Aim ->
Output the lines of the records from the one containing "Practice step: find the tree branch" through the last, both ends included. Leave pictures out.

[Image location labeling entries]
-- BEGIN --

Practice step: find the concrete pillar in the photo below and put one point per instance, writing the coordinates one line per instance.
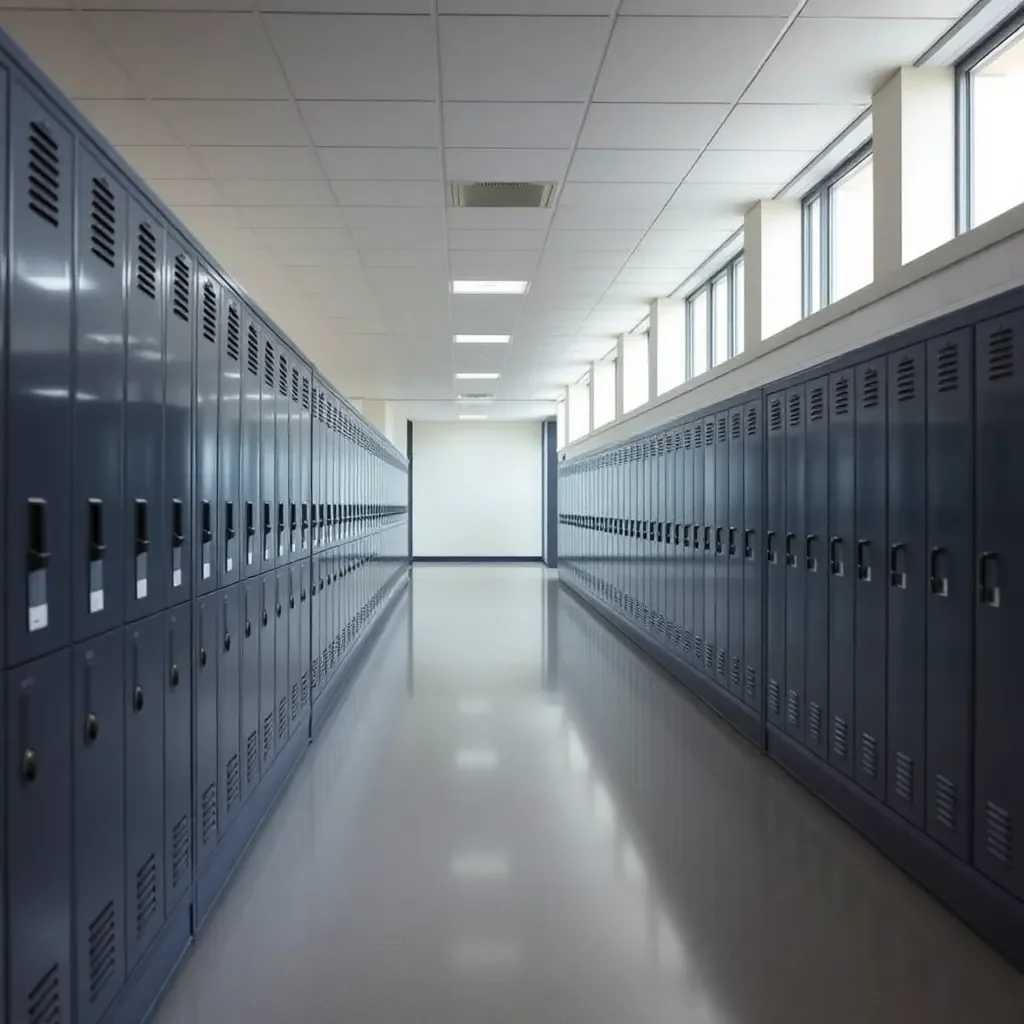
(772, 268)
(914, 161)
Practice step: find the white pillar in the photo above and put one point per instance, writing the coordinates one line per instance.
(914, 151)
(772, 268)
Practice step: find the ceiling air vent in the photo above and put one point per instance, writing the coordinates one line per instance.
(509, 195)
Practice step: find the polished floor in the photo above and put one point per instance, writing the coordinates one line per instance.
(513, 817)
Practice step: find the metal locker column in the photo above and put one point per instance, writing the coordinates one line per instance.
(228, 710)
(143, 704)
(229, 444)
(999, 602)
(97, 444)
(39, 384)
(774, 548)
(177, 423)
(872, 580)
(98, 771)
(177, 755)
(39, 840)
(207, 391)
(906, 573)
(949, 659)
(814, 564)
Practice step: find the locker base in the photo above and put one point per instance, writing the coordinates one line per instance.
(993, 914)
(737, 715)
(156, 970)
(225, 860)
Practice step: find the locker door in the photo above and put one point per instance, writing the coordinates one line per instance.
(999, 548)
(177, 755)
(249, 685)
(906, 574)
(949, 660)
(774, 550)
(250, 522)
(143, 710)
(39, 382)
(753, 553)
(814, 561)
(208, 643)
(229, 441)
(796, 696)
(872, 581)
(267, 466)
(178, 390)
(228, 709)
(97, 583)
(98, 773)
(39, 842)
(207, 391)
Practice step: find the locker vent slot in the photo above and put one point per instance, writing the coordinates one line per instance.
(870, 396)
(145, 895)
(904, 776)
(817, 404)
(814, 722)
(233, 332)
(182, 296)
(945, 802)
(209, 812)
(998, 834)
(840, 737)
(948, 368)
(905, 385)
(102, 222)
(1000, 354)
(145, 264)
(869, 755)
(252, 757)
(232, 782)
(44, 999)
(102, 950)
(44, 174)
(210, 312)
(180, 852)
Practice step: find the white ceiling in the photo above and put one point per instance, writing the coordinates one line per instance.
(306, 143)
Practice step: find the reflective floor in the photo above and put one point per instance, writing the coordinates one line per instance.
(513, 817)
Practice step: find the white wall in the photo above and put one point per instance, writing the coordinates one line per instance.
(477, 489)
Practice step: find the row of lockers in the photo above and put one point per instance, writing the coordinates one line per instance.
(841, 554)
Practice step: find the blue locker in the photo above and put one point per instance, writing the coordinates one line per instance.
(98, 404)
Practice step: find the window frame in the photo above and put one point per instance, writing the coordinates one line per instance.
(822, 193)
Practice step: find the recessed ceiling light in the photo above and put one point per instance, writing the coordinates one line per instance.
(482, 339)
(488, 287)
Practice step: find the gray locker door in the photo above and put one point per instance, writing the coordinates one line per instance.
(207, 639)
(229, 440)
(97, 581)
(249, 523)
(872, 578)
(39, 842)
(177, 754)
(177, 422)
(39, 381)
(999, 602)
(144, 555)
(228, 709)
(950, 591)
(249, 685)
(775, 554)
(814, 564)
(207, 392)
(98, 823)
(906, 579)
(143, 705)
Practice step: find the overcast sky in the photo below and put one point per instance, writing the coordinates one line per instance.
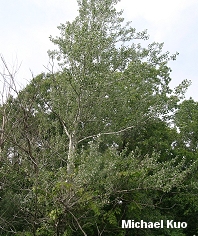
(27, 24)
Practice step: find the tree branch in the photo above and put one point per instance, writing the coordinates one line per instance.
(108, 133)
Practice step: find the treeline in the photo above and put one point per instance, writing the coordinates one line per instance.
(101, 139)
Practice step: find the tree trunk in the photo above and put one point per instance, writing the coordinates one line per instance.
(71, 155)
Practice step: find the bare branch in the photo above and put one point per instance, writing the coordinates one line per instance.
(108, 133)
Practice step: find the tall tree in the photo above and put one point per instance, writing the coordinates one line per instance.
(106, 83)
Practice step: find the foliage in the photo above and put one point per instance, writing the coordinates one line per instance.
(102, 139)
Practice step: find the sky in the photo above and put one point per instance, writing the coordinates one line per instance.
(25, 27)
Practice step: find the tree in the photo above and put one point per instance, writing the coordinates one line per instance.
(106, 81)
(76, 153)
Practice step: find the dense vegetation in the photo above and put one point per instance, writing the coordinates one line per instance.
(102, 139)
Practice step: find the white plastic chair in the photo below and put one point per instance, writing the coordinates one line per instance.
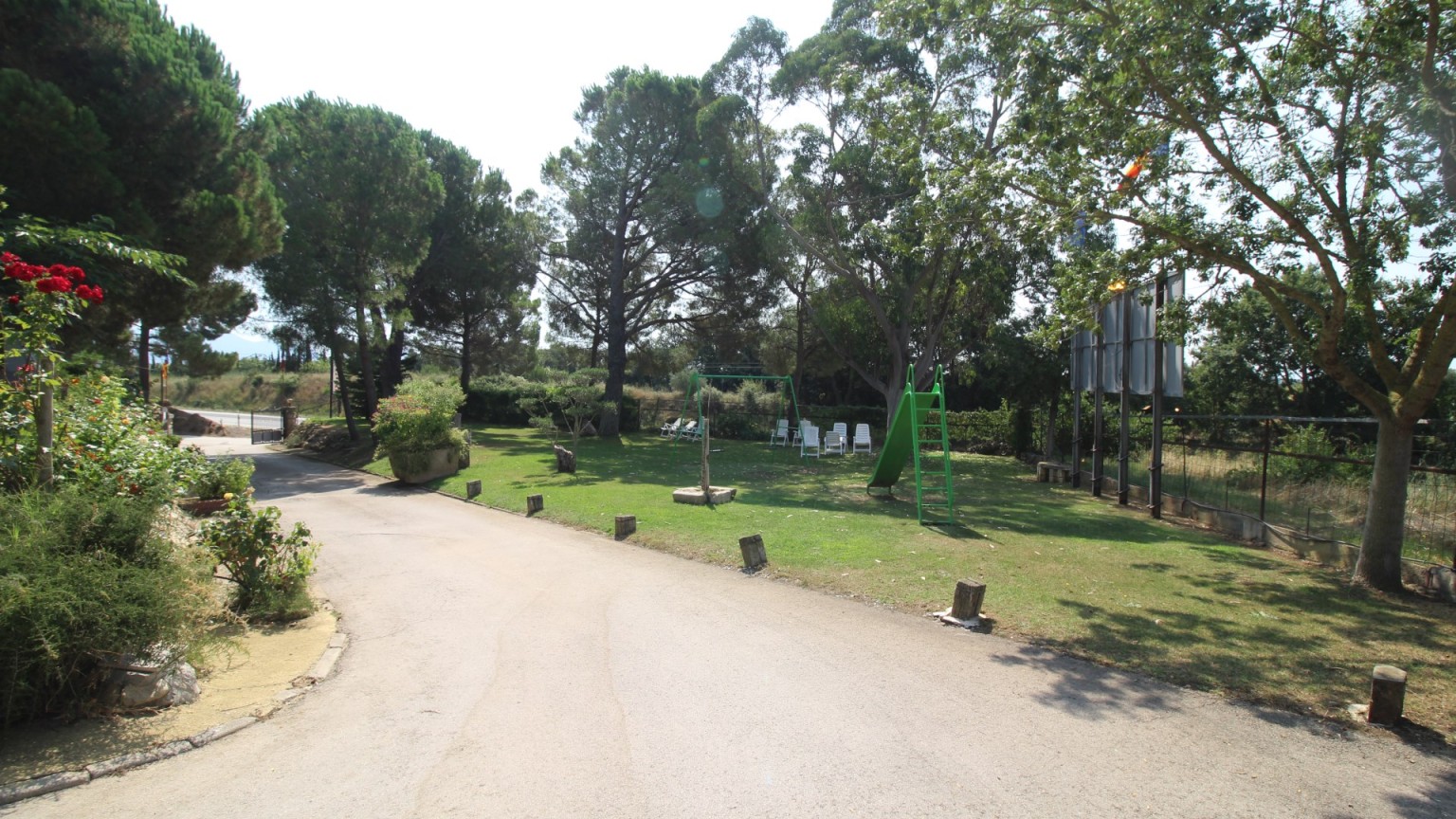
(798, 433)
(781, 433)
(810, 444)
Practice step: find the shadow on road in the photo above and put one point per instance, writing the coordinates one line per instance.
(1083, 689)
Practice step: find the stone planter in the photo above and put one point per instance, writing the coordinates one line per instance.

-- END --

Final answer ->
Practice step: find the tree branch in the photo above and put one point per instance, writing the coordinates one line per instance.
(108, 133)
Practice step: find the treeline in the photo above and put one point per instance, writing the coordinates one line per instance.
(101, 139)
Practice step: find the tree trunk in the photo above and put one point per instance, writing the coordinates one line per instance.
(71, 155)
Practice step: find the bare branch in the photo above and put one point per instance, writing the coordinates one line per instance.
(108, 133)
Practice step: find the tall tree in the photo above and put one point per instance, writing the coordinates one line per instance.
(106, 83)
Practice step: find the foliage in the photo above and put one point per instance, writing the coordinates one line per instance.
(102, 139)
Practice step: find the sky in the photo above and put one point per instance, writing the coordinates one line per instance.
(25, 27)
Practice step: find the tree in the photo above and put one point per instance, writing the coordinates one line per instance.
(106, 81)
(76, 153)
Practice step: find the dense vegetation in the photo above and put one point per instance, writing the coordinates one line per instance.
(102, 139)
Practice step: find the white plastic chair in the photo below and put one point per instance, writing the coordinates one line per instance.
(798, 433)
(781, 433)
(810, 444)
Practice step: find the shadow on road in the photo above and put one point per instance, writing the coordinates one line per instance.
(1083, 689)
Practice step: find the stone planter in the photo above and put one point per instance, writing the coordinates one line per instance.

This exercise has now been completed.